▸ Required action
Without including any pictures, give back all of the data exactly.

● ● ● ● ● ● ●

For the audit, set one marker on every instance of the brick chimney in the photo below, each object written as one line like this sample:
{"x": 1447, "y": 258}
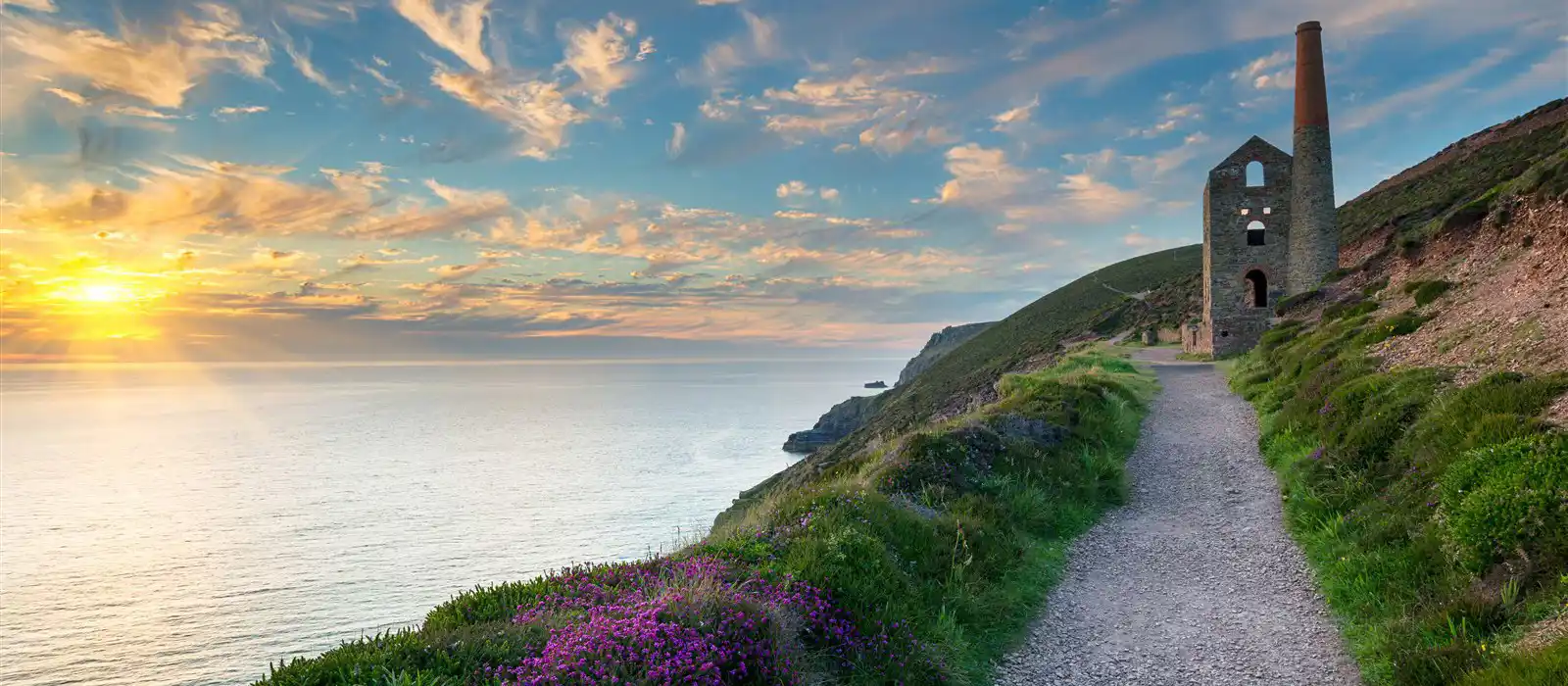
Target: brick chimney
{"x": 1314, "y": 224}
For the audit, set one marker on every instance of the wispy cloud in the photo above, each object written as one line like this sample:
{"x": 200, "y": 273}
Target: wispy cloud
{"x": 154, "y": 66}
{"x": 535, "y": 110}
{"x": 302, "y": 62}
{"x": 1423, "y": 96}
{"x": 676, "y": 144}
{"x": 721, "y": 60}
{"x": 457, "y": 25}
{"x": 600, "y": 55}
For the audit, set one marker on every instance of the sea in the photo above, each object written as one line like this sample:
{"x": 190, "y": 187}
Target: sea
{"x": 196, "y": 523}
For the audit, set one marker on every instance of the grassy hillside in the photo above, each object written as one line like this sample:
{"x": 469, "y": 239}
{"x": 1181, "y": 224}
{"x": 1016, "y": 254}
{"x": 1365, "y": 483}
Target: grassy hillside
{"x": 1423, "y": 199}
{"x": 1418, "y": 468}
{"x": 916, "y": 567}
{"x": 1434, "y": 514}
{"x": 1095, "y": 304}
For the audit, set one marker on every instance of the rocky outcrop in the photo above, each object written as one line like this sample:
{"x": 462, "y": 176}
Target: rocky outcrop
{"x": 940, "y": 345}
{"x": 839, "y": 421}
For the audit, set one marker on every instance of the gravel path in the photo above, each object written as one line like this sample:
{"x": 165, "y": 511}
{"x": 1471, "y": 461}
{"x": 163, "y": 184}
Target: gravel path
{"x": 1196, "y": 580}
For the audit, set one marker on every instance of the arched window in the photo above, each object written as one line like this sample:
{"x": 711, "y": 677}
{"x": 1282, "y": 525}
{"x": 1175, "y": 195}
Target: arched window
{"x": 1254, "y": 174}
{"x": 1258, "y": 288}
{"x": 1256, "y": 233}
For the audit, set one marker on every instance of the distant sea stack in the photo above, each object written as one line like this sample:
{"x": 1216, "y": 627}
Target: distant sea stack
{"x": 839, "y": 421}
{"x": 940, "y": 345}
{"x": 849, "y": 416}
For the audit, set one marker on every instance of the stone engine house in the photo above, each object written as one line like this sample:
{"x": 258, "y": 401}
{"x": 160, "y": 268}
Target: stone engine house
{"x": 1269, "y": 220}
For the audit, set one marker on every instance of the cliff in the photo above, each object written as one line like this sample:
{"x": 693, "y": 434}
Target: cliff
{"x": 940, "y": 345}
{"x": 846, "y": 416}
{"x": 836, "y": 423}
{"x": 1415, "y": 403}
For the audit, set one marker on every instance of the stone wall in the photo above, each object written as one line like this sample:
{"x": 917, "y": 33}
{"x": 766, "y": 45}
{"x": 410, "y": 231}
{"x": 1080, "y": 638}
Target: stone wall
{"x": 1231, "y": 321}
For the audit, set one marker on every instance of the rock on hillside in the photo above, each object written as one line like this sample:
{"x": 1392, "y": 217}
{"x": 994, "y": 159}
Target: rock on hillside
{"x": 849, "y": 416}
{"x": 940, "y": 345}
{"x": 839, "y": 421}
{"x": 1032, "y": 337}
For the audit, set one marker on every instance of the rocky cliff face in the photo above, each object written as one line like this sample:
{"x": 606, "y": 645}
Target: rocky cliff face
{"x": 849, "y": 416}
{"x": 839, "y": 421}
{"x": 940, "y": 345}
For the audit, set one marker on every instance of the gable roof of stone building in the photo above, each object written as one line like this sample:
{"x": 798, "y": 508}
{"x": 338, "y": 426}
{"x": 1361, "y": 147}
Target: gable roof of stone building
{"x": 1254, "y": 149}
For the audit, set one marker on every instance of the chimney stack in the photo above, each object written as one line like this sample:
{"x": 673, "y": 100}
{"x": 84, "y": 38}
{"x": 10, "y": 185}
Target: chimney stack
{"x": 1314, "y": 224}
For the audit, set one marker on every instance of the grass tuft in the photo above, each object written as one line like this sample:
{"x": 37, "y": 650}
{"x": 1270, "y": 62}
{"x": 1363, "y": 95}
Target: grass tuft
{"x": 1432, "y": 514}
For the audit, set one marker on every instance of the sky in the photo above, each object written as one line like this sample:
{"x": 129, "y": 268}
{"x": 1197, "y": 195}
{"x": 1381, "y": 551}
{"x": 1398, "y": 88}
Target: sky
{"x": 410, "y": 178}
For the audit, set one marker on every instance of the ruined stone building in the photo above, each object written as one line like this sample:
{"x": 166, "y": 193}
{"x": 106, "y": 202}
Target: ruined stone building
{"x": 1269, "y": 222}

● ● ● ● ● ● ●

▸ Answer section
For the audit, set one marker on every instance of the brick chimney in the photo below, each object written as one line like this sample:
{"x": 1447, "y": 258}
Target: brick chimney
{"x": 1314, "y": 224}
For the audit, set one marker on every instance of the wispy cloud in the photo above, each object written as one line like this sample:
{"x": 200, "y": 273}
Target: wispy cloud
{"x": 154, "y": 66}
{"x": 535, "y": 110}
{"x": 302, "y": 62}
{"x": 1423, "y": 96}
{"x": 676, "y": 144}
{"x": 721, "y": 60}
{"x": 457, "y": 25}
{"x": 600, "y": 55}
For the audit, set one marker on every instance of the sea in the photo above, each object written as one line like this sample:
{"x": 190, "y": 187}
Target: sea
{"x": 196, "y": 523}
For the audit, set one marker on every instance of the grassy hillside in the photo above, each object written as one line like this sample:
{"x": 469, "y": 239}
{"x": 1181, "y": 224}
{"x": 1016, "y": 254}
{"x": 1365, "y": 483}
Target: grassy hillside
{"x": 1423, "y": 199}
{"x": 1418, "y": 468}
{"x": 916, "y": 567}
{"x": 1434, "y": 514}
{"x": 1095, "y": 304}
For the audit, set one marker on every instance of the rocky outcrop in the photo above, each object written as one line like this sample:
{"x": 462, "y": 176}
Target: rocky outcrop
{"x": 940, "y": 345}
{"x": 839, "y": 421}
For the audit, set one marker on every instance of the gravel path in the photo above, each object written as one line like this sample:
{"x": 165, "y": 511}
{"x": 1471, "y": 461}
{"x": 163, "y": 184}
Target: gravel path
{"x": 1196, "y": 580}
For the audit, set one marker on every instance of the arched window in the photo above, each object written as one line like this sample:
{"x": 711, "y": 677}
{"x": 1282, "y": 525}
{"x": 1175, "y": 195}
Target: arched window
{"x": 1254, "y": 174}
{"x": 1258, "y": 288}
{"x": 1256, "y": 233}
For the audit, set one marker on every instance of the distant sea stack in the photo above, each object written as one line like this sample:
{"x": 1216, "y": 627}
Target: distant sea stack
{"x": 839, "y": 421}
{"x": 940, "y": 345}
{"x": 849, "y": 416}
For the audit, set one marker on every instance of the stone engine house in the photo above, each object written as one line like this sample:
{"x": 258, "y": 401}
{"x": 160, "y": 268}
Target: stone engine house
{"x": 1269, "y": 220}
For the audit, set one marker on every instance of the cliff in the photo above, each object written as one line like this sample:
{"x": 693, "y": 434}
Target: cliff
{"x": 940, "y": 345}
{"x": 846, "y": 416}
{"x": 836, "y": 423}
{"x": 1415, "y": 403}
For the audit, set one marker on every instance of the stone wall in the photo above, each object written as one line like this sample:
{"x": 917, "y": 33}
{"x": 766, "y": 45}
{"x": 410, "y": 231}
{"x": 1080, "y": 638}
Target: stone wall
{"x": 1231, "y": 321}
For the audit, set one marker on every instance of the rock on hillside in the photo above, each object written as one line like this sample:
{"x": 1392, "y": 217}
{"x": 994, "y": 159}
Target: rock on hillside
{"x": 849, "y": 416}
{"x": 940, "y": 345}
{"x": 839, "y": 421}
{"x": 1032, "y": 337}
For the audit, set one marker on every instance of the rocky cliff face in the photo above, each object written as one line like this sample:
{"x": 606, "y": 645}
Target: rocky cliff face
{"x": 849, "y": 416}
{"x": 839, "y": 421}
{"x": 940, "y": 345}
For the audit, set one marker on every instance of the gable roof of stone building in the photo above, each object written as one line like this sample:
{"x": 798, "y": 508}
{"x": 338, "y": 426}
{"x": 1361, "y": 147}
Target: gable roof of stone building
{"x": 1254, "y": 149}
For the audit, set one marker on every instance of the chimney stack in the photo above, each object written as one line like this sample:
{"x": 673, "y": 100}
{"x": 84, "y": 38}
{"x": 10, "y": 185}
Target: chimney stack
{"x": 1314, "y": 224}
For the audit, set one marker on every instance of the grass tuft in the photo above, each object written as one line like this sample:
{"x": 37, "y": 650}
{"x": 1270, "y": 62}
{"x": 1363, "y": 95}
Target: grass tuft
{"x": 1432, "y": 514}
For the audit, set one marker on every instance of the sky in the photo above, each object written as one line like this sample:
{"x": 129, "y": 268}
{"x": 1197, "y": 195}
{"x": 1381, "y": 551}
{"x": 1398, "y": 88}
Target: sky
{"x": 410, "y": 178}
For the audit, set one marker on every instance of the ruined stone building in the photo above, each object written as one line like this sample:
{"x": 166, "y": 193}
{"x": 106, "y": 202}
Target: ruined stone building
{"x": 1269, "y": 222}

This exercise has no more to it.